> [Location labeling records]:
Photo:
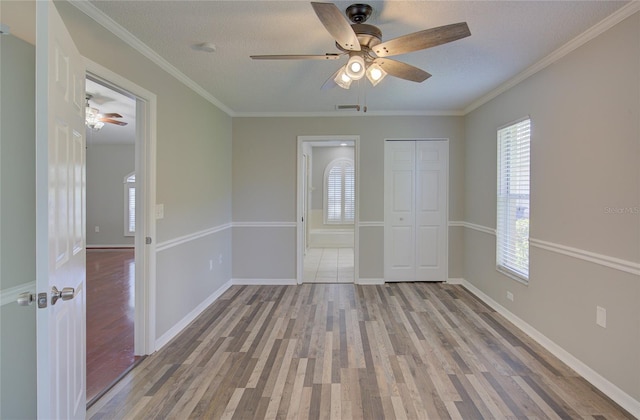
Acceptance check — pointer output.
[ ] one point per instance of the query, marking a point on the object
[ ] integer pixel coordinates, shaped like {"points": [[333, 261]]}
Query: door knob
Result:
{"points": [[25, 299], [65, 294]]}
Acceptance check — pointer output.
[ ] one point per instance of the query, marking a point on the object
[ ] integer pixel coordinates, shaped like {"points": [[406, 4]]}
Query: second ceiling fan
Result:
{"points": [[368, 55]]}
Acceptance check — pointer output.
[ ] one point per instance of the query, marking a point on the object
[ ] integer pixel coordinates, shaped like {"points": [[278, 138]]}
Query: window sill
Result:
{"points": [[513, 275]]}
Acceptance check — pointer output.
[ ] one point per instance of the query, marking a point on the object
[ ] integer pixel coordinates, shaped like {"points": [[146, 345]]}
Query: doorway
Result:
{"points": [[110, 226], [327, 209], [125, 257]]}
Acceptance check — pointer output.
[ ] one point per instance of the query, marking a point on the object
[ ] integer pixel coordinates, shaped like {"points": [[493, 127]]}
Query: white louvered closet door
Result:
{"points": [[416, 180]]}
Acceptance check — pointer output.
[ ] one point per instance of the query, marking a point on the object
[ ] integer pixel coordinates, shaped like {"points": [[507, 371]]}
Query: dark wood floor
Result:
{"points": [[110, 316], [344, 351]]}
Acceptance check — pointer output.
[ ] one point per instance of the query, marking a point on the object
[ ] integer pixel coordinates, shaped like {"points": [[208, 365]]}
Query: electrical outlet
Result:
{"points": [[601, 316]]}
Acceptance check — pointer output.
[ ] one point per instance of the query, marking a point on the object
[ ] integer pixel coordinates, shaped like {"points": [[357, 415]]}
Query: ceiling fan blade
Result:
{"points": [[110, 121], [422, 39], [111, 115], [328, 56], [331, 82], [337, 25], [402, 70]]}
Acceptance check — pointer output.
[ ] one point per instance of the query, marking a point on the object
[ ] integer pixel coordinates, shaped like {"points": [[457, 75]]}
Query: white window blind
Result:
{"points": [[130, 205], [339, 192], [512, 228]]}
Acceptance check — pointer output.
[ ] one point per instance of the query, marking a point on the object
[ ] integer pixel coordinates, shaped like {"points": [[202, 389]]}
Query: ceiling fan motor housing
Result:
{"points": [[358, 13]]}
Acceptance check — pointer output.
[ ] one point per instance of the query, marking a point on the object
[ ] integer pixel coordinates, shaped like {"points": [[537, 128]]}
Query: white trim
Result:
{"points": [[371, 224], [456, 280], [191, 316], [264, 282], [604, 25], [600, 259], [370, 282], [129, 39], [625, 400], [264, 224], [599, 28], [109, 246], [407, 113], [163, 246], [479, 228], [605, 260], [145, 168], [11, 294]]}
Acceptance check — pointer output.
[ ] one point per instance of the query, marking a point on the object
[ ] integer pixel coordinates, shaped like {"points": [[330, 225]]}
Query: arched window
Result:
{"points": [[130, 204], [339, 197]]}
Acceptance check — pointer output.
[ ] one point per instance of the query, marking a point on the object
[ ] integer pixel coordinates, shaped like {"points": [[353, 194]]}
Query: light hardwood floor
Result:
{"points": [[110, 313], [399, 350]]}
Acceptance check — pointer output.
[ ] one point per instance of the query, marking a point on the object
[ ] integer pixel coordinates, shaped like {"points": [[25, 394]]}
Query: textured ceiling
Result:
{"points": [[507, 38]]}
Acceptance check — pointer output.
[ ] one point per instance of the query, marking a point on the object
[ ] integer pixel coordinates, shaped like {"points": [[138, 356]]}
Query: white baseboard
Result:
{"points": [[609, 389], [191, 316], [369, 281], [264, 282]]}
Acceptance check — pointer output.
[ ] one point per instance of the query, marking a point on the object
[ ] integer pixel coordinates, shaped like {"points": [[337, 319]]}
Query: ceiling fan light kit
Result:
{"points": [[92, 119], [375, 74], [95, 121], [342, 79], [363, 44], [355, 68]]}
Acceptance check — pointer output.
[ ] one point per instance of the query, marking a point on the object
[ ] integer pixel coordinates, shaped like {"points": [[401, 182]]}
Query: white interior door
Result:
{"points": [[416, 182], [431, 210], [399, 214], [60, 219]]}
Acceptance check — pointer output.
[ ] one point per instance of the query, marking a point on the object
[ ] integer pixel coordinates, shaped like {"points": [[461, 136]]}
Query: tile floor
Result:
{"points": [[328, 265]]}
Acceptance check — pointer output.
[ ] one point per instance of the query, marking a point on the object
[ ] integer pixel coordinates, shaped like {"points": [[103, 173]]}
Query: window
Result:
{"points": [[512, 230], [130, 204], [339, 197]]}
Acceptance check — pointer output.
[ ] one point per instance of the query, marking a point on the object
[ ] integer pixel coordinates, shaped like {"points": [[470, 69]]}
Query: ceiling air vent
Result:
{"points": [[348, 107]]}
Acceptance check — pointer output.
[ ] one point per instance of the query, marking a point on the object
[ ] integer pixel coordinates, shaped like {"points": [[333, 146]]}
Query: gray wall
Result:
{"points": [[17, 225], [107, 165], [271, 195], [585, 159]]}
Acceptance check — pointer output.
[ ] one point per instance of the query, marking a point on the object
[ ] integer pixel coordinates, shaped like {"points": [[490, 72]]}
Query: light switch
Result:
{"points": [[601, 316], [159, 211]]}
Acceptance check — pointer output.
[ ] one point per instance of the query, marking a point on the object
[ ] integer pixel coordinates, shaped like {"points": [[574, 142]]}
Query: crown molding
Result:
{"points": [[351, 114], [128, 38], [112, 26], [599, 28]]}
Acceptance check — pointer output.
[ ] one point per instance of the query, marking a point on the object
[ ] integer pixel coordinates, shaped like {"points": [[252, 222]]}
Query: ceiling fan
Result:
{"points": [[367, 53], [95, 120]]}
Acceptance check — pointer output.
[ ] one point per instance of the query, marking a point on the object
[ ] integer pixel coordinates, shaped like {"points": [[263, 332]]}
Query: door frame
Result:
{"points": [[300, 231], [145, 168], [446, 204]]}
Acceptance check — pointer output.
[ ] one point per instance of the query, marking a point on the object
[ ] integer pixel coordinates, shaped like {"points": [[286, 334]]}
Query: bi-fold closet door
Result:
{"points": [[415, 225]]}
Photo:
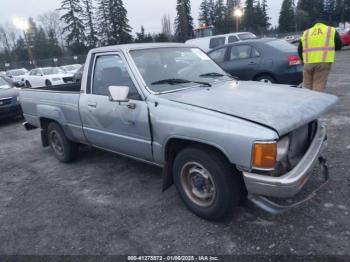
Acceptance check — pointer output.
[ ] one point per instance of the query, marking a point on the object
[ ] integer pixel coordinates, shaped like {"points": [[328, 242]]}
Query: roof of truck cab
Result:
{"points": [[136, 46]]}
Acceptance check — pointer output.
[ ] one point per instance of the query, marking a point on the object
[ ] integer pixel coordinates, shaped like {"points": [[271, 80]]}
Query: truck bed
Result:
{"points": [[59, 103]]}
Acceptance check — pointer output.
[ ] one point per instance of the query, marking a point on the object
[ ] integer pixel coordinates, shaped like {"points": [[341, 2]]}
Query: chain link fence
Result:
{"points": [[57, 61]]}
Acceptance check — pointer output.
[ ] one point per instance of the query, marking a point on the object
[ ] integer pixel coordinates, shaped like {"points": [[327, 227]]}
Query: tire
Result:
{"points": [[48, 83], [266, 79], [225, 184], [65, 150]]}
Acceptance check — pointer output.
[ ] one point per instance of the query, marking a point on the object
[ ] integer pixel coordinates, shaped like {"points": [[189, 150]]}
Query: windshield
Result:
{"points": [[4, 84], [71, 67], [18, 72], [52, 71], [282, 46], [182, 67], [246, 36]]}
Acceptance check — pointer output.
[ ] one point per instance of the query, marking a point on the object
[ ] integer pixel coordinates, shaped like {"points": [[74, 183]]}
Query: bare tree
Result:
{"points": [[166, 25], [51, 22], [8, 36]]}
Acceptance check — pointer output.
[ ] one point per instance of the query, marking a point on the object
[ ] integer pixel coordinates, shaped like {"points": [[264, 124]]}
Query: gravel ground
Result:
{"points": [[106, 204]]}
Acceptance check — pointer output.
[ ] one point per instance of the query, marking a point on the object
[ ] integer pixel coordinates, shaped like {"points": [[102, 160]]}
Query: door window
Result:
{"points": [[216, 42], [218, 55], [255, 52], [240, 52], [110, 70]]}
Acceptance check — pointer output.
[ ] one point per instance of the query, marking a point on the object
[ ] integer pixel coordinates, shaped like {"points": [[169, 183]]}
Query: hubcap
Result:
{"points": [[198, 184], [56, 142]]}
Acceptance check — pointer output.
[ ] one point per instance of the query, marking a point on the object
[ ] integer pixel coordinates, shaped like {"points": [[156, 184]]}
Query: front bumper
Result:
{"points": [[291, 183], [10, 111]]}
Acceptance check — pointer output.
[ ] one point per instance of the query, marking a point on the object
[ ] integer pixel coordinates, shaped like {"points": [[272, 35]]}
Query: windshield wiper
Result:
{"points": [[175, 81], [212, 75], [218, 75]]}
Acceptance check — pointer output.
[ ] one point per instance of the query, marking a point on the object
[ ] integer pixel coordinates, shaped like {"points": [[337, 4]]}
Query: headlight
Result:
{"points": [[264, 155], [282, 148]]}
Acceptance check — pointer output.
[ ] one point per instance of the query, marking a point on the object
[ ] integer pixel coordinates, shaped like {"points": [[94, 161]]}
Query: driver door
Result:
{"points": [[119, 127]]}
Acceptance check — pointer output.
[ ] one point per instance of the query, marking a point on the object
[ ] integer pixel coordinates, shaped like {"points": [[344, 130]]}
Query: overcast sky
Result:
{"points": [[147, 12]]}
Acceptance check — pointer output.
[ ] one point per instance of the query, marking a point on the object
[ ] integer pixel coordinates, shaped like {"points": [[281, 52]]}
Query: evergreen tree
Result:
{"points": [[142, 37], [183, 21], [119, 23], [103, 25], [53, 45], [88, 18], [266, 16], [219, 17], [310, 11], [249, 16], [74, 25], [166, 26], [287, 17], [204, 13], [211, 8]]}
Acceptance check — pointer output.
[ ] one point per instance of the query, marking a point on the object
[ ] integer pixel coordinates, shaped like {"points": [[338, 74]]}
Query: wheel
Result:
{"points": [[207, 183], [266, 79], [48, 83], [65, 150]]}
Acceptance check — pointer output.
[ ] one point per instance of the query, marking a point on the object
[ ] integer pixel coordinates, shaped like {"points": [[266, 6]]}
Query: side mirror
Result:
{"points": [[118, 93]]}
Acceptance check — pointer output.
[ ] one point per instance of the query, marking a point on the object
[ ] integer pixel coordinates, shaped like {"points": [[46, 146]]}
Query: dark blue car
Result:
{"points": [[268, 60], [9, 99]]}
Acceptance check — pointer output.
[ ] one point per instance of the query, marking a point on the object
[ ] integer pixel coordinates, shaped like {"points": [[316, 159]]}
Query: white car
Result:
{"points": [[47, 76], [71, 69], [211, 42], [17, 75]]}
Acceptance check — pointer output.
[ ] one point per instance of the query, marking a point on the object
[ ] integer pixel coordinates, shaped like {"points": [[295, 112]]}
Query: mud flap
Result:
{"points": [[168, 179], [44, 138]]}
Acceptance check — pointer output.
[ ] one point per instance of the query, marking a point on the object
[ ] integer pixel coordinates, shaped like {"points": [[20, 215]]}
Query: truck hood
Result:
{"points": [[280, 107], [8, 92]]}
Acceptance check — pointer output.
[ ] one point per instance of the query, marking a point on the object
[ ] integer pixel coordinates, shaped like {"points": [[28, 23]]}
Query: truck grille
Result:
{"points": [[5, 101], [300, 141], [67, 79]]}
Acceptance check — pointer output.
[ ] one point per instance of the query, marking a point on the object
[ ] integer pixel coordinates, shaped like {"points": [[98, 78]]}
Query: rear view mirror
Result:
{"points": [[118, 93]]}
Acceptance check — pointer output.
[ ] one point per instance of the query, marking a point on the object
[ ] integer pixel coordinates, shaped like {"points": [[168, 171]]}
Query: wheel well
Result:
{"points": [[175, 145], [44, 122], [264, 73]]}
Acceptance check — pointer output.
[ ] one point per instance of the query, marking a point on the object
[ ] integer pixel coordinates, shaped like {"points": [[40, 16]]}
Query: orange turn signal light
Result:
{"points": [[264, 155]]}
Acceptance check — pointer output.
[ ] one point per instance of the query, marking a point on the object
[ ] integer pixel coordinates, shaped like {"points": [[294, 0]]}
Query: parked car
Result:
{"points": [[214, 136], [212, 42], [71, 69], [9, 100], [268, 60], [78, 75], [47, 76], [345, 36], [17, 75]]}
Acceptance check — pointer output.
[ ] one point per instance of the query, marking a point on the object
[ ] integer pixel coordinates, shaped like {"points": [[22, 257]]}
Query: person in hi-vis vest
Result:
{"points": [[317, 50]]}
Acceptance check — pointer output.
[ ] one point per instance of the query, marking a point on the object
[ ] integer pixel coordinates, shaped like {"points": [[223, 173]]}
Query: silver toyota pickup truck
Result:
{"points": [[218, 139]]}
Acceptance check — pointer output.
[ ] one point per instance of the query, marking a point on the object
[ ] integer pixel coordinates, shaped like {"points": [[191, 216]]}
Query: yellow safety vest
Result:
{"points": [[318, 44]]}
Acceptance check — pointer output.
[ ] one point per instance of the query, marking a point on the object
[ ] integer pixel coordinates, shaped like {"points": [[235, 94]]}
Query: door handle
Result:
{"points": [[92, 104], [131, 106]]}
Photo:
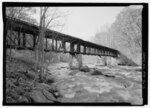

> [WHAT THE TASK REQUIRES]:
Select every line in the entries above that contains the word "ceiling" and copy each one.

> [TASK RESULT]:
Query: second ceiling fan
Query: ceiling fan blade
Query: ceiling fan motor housing
Query: textured ceiling
Query: ceiling fan light kit
Query: ceiling air vent
Query: ceiling fan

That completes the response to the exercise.